### 本文
---*---
炭酸ガス発生剤を構成する重炭酸塩と有機酸塩は均一に混合する必要があり、その粒度は、一般に粒径が100マイクロメーター以下、特に0.1乃至90マイクロメーター程度の微細粒径のものが好ましいが、
さらにこのような微細粒子を錠剤成形機により錠剤状に固めておくことが好ましい。錠剤状にしておくことで、重炭酸塩と有機酸塩の分散状態を、偏在させることなく均一に保持することができ、また包装材への封入工程も容易となる。
また、小さい錠剤とし、必要に応じて封入する個数で炭酸ガス発生量を容易に、また正確に変更することも可能となる。
【0019】
本発明のさらに他の構成は上記構成において、ベースフィルムに接着性ポリオレフィン樹脂製フィルムを使用し、これを透過性フィルムと重ねて包装材にすると云うものである。
---*---
コレクションから抽出したデータ:
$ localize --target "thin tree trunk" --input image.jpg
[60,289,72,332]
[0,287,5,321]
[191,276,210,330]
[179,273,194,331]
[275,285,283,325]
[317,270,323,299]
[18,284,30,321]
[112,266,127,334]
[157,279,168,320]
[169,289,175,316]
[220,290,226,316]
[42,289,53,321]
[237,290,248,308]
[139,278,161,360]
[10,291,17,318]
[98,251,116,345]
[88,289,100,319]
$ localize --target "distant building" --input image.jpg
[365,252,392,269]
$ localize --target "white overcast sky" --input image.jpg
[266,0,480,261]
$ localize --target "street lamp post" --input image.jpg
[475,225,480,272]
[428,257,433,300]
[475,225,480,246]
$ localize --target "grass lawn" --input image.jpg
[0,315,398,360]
---*---
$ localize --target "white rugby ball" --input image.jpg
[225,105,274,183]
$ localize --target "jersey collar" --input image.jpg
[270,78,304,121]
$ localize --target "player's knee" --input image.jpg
---*---
### 課題
a) 次の(i)〜(iii)の記述が本文の内容と合致するかどうかを、それぞれ「はい」または「いいえ」で答え、判断の根拠となる本文の語句を正確に引用してください。
(i) 重炭酸塩と有機酸塩の粒径は、一般に100マイクロメーター以下が好ましい。
(ii) 錠剤状にすると、包装材への封入工程が難しくなる。
(iii) ベースフィルムには接着性ポリオレフィン樹脂製フィルムを使用する。
b) 本文に基づき、次の問いに答えてください。
(i) 微細粒子は何によって錠剤状に固められますか。
(ii) 小さい錠剤とした場合、何によって炭酸ガス発生量を変更できますか。
(iii) 接着性ポリオレフィン樹脂製フィルムと重ねて包装材にするのは何ですか。
記録は本課題には必要ありません。

### 模範解答
a)
(i) はい:「一般に粒径が100マイクロメーター以下」
(ii) いいえ:「包装材への封入工程も容易となる」
(iii) はい:「ベースフィルムに接着性ポリオレフィン樹脂製フィルムを使用し」

b)
(i) 錠剤成形機
(ii) 必要に応じて封入する個数
(iii) 透過性フィルム